Work to complete:
Check each line of the material that follows, and copy those holding the string "cliff".

Stored data:

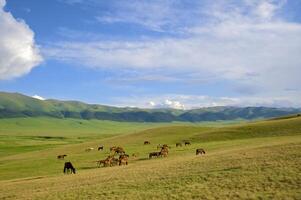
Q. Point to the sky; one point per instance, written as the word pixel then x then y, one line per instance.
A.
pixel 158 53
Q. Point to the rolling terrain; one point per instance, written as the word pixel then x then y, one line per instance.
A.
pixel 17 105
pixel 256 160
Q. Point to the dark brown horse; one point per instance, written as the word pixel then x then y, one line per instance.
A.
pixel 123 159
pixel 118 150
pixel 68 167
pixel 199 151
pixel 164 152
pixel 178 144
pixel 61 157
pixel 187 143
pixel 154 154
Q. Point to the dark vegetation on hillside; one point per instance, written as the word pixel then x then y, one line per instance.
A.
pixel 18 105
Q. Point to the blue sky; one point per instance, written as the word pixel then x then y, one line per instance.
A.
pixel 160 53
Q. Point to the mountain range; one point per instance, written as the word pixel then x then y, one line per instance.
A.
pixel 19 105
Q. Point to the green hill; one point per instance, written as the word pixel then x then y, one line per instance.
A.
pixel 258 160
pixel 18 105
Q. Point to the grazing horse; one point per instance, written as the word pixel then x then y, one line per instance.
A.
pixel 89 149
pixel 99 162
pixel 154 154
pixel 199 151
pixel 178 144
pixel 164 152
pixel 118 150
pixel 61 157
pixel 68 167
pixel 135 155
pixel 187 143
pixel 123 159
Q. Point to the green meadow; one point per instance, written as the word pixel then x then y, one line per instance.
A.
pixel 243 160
==
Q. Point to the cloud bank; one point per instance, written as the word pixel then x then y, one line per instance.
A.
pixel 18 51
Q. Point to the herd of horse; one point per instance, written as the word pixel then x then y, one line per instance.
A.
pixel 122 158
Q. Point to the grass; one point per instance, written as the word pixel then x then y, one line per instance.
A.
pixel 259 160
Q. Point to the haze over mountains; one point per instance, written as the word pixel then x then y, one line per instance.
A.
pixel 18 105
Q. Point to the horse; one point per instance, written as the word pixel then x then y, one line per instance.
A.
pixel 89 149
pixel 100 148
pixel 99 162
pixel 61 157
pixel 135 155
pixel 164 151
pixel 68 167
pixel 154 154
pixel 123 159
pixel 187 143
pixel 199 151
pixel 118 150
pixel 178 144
* * *
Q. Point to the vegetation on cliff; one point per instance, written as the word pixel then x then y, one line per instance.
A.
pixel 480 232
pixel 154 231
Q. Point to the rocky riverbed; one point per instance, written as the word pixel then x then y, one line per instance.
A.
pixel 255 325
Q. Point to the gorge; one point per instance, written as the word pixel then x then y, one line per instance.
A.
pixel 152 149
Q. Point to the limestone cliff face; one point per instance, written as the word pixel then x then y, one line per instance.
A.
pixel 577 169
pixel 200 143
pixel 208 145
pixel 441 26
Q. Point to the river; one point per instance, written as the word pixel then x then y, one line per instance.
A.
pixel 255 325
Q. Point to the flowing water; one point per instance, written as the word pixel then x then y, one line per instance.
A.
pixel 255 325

Answer for this exercise:
Q. Point to the vegetation on cliff; one point per instance, written as the word pixel then x then y, one line per instance.
Q. Point to the limestone cliff face; one point per instance, written as the word pixel then x then y, one line per instance.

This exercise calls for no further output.